[Exercise text Boundary: Start]

So, the white guy is in danger from the people in the 'hood and the black guy would be in danger from the cops?  Really?  That's what you want to say? What are you saying about the character of people in your neighborhood, man? Are they so explosively violent that a man walking with a gun is going to "cause trouble" just by being looked at.  Sounds like a racist statement to me.

And in this video, the cops DID show up to keep things under control. There was only one person who was angry, loud and provocative in this confrontation. The business owner would best have "protected" his business by calling the cops according to Democrats who know about such things. He seems to have done that. They came and nobody had a problem. Yeah the guy was provoking this sort of thing and the black guy obliged him - on camera no less. The black business owner inadvertently validated the point the white guy was trying to make.

[Exercise text Boundary: End]

* Exercise description: Please answer from the comment about the video confrontation: who showed up to keep things under control? The records are drawn from a separate source.

[Supplied material Boundary: Start]

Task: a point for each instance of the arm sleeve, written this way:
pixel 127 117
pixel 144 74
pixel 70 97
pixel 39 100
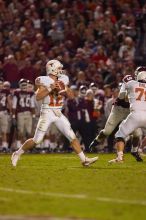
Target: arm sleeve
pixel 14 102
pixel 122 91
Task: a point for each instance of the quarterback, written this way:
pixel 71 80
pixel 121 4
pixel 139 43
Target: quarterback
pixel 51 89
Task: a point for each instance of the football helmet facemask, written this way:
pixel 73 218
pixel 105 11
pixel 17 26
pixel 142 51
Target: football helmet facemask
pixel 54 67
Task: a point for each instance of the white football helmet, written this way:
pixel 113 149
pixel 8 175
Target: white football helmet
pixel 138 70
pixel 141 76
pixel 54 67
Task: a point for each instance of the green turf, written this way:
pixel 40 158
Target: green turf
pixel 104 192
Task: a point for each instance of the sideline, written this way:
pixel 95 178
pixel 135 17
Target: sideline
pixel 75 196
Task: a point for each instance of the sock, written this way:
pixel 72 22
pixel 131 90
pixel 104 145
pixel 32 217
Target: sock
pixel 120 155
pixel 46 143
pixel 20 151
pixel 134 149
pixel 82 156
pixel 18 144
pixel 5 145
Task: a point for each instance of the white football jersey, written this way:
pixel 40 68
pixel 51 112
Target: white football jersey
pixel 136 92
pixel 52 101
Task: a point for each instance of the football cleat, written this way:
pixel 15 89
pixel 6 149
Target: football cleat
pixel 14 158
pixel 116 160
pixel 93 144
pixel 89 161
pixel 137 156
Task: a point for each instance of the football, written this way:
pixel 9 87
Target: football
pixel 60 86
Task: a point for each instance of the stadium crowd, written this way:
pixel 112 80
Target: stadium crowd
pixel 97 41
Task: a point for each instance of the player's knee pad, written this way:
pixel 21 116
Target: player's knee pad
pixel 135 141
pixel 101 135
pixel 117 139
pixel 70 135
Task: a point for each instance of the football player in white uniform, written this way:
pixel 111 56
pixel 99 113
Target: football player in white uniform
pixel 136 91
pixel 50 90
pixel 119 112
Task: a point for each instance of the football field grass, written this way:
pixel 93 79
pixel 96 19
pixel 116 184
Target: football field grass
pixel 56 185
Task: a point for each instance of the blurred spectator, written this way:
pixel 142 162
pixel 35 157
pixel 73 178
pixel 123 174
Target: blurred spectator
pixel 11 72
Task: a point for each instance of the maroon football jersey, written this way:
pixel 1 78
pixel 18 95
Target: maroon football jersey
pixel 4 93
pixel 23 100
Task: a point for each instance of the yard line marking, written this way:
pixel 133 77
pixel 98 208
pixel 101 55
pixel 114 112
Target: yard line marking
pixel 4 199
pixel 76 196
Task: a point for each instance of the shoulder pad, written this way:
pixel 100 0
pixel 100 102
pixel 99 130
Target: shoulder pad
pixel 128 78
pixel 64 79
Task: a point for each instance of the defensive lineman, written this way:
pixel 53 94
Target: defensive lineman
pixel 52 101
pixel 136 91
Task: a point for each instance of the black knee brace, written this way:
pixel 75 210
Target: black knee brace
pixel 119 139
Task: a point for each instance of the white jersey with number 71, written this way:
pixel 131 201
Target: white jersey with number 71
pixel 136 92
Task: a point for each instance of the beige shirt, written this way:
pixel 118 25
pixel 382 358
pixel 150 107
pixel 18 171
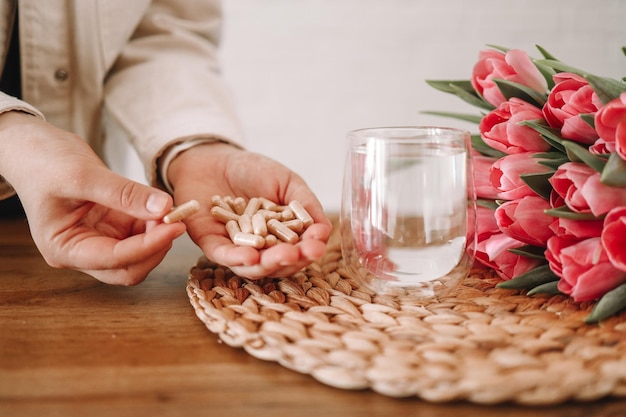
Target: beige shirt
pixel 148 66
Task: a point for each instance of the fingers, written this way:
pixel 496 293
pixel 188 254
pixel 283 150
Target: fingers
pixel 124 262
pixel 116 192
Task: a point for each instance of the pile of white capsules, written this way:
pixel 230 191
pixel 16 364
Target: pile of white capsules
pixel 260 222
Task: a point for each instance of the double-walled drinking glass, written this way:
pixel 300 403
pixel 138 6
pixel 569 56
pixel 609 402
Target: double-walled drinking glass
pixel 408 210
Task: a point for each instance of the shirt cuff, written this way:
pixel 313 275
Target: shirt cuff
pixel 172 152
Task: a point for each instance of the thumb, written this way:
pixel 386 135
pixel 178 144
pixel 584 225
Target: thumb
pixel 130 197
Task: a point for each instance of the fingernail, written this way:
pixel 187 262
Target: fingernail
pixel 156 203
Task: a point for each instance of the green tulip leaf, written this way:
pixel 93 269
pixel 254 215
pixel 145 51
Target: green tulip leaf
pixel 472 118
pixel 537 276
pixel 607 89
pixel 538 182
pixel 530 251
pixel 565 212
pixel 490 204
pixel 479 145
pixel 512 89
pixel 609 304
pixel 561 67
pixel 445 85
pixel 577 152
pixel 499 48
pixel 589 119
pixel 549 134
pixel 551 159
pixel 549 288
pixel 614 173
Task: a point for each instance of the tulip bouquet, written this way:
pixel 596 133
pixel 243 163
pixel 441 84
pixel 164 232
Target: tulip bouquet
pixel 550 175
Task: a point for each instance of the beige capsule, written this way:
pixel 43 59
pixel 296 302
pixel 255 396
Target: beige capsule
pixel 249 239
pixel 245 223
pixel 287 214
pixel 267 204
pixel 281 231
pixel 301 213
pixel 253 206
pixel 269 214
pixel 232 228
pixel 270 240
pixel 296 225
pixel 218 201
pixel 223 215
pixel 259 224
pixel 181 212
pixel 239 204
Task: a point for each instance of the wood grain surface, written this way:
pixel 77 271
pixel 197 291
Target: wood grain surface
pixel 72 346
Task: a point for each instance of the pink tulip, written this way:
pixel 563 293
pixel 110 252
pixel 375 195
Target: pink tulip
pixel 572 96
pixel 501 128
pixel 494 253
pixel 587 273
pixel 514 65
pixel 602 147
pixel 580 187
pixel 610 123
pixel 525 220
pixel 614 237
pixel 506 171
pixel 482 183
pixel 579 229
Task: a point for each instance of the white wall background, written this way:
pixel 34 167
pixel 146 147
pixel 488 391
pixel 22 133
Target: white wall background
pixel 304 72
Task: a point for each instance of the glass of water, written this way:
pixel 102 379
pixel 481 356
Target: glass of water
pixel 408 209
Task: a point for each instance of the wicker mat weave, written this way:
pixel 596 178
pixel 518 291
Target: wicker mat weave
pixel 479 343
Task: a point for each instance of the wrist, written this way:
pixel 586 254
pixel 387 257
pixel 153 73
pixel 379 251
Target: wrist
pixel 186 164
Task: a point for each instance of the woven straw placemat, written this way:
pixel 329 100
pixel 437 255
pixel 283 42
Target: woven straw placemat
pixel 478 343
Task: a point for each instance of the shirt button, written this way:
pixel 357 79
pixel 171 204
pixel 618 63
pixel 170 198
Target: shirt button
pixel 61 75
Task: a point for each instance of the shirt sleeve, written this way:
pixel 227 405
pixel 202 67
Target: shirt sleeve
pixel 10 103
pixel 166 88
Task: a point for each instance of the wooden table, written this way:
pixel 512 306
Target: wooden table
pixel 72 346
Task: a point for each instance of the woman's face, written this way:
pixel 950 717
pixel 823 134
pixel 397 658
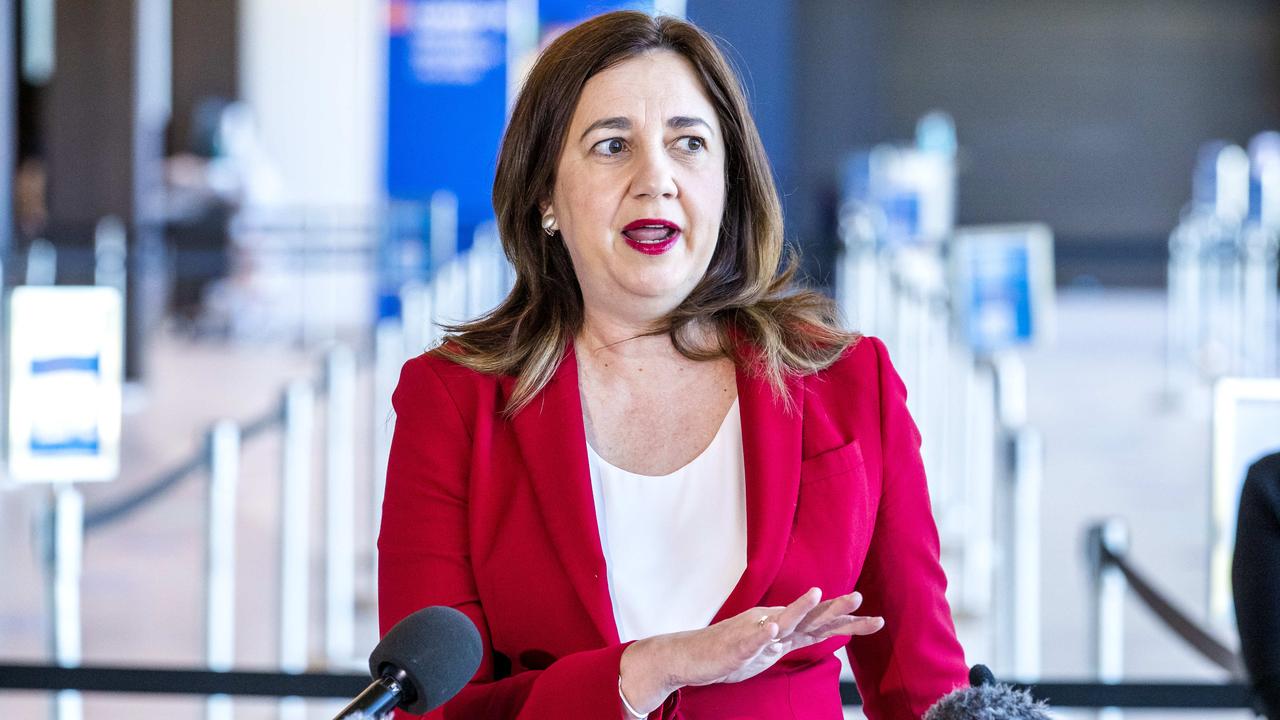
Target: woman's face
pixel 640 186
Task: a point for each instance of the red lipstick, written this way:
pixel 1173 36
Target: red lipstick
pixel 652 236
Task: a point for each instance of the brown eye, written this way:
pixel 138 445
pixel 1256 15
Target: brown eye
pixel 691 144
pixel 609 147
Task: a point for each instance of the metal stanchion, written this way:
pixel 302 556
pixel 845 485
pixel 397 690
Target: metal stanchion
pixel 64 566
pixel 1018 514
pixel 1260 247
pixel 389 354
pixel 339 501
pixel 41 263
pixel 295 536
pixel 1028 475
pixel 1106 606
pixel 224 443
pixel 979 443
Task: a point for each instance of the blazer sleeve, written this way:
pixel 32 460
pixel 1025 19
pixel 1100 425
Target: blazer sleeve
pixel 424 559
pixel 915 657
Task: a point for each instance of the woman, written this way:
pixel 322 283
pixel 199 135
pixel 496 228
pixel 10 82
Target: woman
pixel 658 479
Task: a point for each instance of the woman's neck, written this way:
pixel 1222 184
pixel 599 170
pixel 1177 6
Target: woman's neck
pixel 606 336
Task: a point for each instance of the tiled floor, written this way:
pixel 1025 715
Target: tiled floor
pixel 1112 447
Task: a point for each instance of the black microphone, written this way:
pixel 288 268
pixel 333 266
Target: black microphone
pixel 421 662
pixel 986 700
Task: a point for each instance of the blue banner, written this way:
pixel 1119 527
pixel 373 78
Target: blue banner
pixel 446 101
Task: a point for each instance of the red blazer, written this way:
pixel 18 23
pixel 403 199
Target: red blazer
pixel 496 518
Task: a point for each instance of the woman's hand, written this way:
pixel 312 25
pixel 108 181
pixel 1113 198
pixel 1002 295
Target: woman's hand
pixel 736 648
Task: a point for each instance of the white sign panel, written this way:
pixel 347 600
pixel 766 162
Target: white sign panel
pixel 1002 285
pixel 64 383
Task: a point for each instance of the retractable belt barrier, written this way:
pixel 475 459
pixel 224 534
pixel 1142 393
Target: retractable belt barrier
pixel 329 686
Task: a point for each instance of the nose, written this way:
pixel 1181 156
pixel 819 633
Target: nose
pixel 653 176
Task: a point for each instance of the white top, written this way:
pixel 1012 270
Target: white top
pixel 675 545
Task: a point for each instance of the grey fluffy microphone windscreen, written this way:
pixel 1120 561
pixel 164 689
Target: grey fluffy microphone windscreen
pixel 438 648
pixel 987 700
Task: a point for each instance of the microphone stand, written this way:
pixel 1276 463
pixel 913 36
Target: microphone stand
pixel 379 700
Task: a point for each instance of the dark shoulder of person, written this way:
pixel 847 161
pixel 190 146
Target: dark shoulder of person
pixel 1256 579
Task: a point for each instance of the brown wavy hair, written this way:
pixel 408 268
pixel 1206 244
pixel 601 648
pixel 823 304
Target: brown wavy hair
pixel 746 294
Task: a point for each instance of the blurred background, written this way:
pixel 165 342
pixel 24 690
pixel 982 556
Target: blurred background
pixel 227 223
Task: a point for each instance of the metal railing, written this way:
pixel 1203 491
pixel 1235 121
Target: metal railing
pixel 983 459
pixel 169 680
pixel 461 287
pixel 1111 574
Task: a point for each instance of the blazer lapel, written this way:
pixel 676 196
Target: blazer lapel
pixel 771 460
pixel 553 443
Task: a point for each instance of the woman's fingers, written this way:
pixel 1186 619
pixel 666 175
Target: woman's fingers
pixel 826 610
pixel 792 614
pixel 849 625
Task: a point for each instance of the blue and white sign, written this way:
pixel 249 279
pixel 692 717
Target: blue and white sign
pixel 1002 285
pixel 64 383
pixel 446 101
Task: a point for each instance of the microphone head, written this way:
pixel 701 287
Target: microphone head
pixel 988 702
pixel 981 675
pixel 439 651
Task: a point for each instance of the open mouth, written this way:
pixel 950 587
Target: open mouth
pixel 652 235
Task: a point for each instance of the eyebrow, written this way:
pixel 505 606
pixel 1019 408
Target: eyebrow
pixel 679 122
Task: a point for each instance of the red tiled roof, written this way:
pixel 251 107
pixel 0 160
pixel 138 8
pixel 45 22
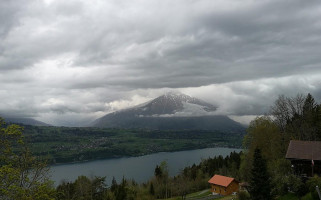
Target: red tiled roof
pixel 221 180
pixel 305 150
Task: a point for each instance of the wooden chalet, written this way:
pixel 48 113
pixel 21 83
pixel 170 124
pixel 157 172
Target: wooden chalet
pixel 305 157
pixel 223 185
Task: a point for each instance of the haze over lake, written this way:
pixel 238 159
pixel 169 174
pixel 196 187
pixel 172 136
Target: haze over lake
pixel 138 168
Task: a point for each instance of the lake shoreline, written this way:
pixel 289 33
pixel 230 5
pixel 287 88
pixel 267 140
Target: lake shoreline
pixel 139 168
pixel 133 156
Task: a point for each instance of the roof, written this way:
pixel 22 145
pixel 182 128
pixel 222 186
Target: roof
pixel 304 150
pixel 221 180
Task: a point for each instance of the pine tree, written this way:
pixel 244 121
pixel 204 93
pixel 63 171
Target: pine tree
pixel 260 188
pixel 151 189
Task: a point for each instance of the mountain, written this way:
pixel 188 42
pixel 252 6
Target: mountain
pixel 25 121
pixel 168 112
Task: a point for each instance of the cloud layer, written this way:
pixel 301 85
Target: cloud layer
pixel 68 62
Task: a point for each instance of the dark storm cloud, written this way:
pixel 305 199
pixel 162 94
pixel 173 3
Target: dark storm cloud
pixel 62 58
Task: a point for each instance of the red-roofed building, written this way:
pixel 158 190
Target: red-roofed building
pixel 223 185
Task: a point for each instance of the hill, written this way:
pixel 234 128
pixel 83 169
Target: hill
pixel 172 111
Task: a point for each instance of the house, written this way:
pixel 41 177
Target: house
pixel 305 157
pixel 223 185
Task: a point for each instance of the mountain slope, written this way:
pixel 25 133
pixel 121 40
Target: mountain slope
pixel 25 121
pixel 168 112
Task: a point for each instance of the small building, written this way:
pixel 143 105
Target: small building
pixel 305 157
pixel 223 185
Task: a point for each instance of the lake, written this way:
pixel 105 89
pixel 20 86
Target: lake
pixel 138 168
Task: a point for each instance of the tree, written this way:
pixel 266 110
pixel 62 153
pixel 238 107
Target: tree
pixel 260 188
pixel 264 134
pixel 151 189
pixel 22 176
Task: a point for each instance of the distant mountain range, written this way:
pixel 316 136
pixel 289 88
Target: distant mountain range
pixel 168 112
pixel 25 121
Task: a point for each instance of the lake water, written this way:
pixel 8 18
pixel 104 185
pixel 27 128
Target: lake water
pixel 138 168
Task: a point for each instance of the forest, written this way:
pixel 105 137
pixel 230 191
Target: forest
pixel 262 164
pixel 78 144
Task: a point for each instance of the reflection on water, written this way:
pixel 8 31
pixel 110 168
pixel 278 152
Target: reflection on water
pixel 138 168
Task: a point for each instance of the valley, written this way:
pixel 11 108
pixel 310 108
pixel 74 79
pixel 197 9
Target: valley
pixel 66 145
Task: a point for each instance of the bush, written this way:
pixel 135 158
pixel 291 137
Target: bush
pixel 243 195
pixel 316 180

[Supplied material Boundary: End]

* Answer for the task: The cops.